WHAT TO WORK ON: Each line from the start of the entries through the line that contains "# each pair looks like [[680, 116]]" should be output exactly, please.
Top of DATA LISTING
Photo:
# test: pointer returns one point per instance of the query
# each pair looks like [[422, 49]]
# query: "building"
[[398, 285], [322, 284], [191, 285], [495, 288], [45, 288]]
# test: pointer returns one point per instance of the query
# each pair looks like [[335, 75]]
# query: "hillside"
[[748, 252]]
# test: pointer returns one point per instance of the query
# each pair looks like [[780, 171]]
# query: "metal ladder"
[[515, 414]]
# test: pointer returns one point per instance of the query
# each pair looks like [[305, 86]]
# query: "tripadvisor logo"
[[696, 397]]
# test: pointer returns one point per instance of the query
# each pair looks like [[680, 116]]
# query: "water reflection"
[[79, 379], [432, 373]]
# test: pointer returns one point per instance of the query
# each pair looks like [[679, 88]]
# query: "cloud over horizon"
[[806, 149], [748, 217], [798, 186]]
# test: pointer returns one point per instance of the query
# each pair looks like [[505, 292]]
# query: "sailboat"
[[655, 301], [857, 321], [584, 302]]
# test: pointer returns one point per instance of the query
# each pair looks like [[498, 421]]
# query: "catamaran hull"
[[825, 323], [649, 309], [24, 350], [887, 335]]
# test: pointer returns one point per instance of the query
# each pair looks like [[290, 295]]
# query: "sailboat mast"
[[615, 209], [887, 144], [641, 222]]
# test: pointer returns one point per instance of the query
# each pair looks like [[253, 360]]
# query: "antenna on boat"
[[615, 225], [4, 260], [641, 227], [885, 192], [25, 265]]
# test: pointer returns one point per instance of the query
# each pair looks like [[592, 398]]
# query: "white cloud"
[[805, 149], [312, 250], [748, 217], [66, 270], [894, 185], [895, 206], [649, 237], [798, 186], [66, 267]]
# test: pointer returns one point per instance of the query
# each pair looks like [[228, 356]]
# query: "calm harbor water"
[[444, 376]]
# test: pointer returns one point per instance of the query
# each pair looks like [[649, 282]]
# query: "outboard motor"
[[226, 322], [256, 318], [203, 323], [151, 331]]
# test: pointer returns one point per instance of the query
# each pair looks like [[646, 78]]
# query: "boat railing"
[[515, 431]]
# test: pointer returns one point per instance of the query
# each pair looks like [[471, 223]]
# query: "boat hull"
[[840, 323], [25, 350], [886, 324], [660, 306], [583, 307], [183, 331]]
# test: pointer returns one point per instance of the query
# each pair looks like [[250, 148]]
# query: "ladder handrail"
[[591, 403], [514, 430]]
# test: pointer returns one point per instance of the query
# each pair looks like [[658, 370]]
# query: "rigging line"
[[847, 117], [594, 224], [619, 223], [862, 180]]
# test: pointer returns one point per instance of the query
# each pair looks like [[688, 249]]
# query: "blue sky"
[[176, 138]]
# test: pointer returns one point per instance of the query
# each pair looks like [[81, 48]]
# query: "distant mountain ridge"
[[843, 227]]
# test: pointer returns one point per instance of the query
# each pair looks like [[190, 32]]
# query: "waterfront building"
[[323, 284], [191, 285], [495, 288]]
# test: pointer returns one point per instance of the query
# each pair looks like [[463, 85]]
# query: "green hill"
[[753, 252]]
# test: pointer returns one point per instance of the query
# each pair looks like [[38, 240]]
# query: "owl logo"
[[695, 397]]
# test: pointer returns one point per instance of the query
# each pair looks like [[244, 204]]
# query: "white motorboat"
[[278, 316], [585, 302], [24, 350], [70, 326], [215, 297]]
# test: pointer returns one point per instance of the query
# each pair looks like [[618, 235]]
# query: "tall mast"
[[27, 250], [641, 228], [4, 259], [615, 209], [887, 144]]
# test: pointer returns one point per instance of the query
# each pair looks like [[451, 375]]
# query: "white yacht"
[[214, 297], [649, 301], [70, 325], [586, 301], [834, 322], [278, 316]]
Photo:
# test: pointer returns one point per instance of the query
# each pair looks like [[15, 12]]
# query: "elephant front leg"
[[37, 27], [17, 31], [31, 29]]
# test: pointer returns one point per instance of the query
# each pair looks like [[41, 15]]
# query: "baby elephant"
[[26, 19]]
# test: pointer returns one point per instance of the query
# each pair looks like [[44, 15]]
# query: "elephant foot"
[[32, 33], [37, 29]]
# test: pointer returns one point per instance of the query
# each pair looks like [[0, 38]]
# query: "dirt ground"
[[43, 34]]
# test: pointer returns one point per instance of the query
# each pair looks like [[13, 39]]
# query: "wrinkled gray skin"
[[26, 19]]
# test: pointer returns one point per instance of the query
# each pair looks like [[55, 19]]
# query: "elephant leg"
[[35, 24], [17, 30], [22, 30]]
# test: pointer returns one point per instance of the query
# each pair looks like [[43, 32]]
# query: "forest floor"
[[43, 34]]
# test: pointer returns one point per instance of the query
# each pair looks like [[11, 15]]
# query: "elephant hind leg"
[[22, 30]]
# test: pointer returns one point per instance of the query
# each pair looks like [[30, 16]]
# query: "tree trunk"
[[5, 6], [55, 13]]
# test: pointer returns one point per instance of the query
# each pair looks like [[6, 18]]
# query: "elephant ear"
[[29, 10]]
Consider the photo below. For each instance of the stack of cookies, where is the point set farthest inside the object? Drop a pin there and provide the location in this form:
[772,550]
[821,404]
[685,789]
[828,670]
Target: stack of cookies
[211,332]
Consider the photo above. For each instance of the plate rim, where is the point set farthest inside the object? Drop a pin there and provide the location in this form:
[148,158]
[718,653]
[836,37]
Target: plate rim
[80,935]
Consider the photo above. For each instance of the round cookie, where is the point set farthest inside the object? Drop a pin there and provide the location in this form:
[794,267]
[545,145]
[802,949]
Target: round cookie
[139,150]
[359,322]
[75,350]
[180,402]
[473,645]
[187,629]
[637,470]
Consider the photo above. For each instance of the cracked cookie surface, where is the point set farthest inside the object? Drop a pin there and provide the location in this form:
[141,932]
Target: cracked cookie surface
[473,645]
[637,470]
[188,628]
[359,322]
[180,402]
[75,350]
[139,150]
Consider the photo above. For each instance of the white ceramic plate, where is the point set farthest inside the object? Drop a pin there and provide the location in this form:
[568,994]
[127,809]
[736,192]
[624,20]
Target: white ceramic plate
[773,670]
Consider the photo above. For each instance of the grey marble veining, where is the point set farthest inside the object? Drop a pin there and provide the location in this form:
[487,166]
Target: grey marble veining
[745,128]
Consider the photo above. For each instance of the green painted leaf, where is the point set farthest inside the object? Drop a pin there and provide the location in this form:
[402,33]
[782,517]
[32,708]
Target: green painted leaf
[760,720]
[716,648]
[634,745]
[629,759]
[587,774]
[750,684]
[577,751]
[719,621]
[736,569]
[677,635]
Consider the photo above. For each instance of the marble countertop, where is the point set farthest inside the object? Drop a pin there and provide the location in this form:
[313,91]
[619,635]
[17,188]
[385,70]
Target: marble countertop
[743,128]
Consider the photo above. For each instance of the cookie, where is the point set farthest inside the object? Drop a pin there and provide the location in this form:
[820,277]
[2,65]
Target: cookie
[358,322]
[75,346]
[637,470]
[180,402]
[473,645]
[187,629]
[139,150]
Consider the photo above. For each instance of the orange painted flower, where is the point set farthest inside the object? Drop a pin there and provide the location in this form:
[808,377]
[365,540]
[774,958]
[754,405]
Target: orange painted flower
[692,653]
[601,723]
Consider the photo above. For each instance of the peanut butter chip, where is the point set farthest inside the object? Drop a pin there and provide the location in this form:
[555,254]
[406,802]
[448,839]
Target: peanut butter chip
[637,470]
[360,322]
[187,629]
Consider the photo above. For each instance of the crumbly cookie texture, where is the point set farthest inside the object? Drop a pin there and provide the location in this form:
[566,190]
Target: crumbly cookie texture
Bottom of DATA LISTING
SOLVED PROBLEM:
Photo:
# test: pointer returns one point per instance of the query
# each pair looks like [[422, 49]]
# query: "building"
[[398, 285], [322, 284], [191, 285], [495, 288], [45, 288]]
# test: pointer returns one point per instance of the query
# each pair looks like [[335, 75]]
# query: "hillside"
[[748, 252]]
# test: pointer returns one point per instance of the query
# each pair looks like [[780, 171]]
# query: "metal ladder"
[[515, 414]]
# test: pointer returns one point per instance of the query
# each pair looks like [[305, 86]]
# query: "tripadvisor logo"
[[696, 397]]
# test: pointer returns one point per instance of the query
# each pair looks like [[680, 116]]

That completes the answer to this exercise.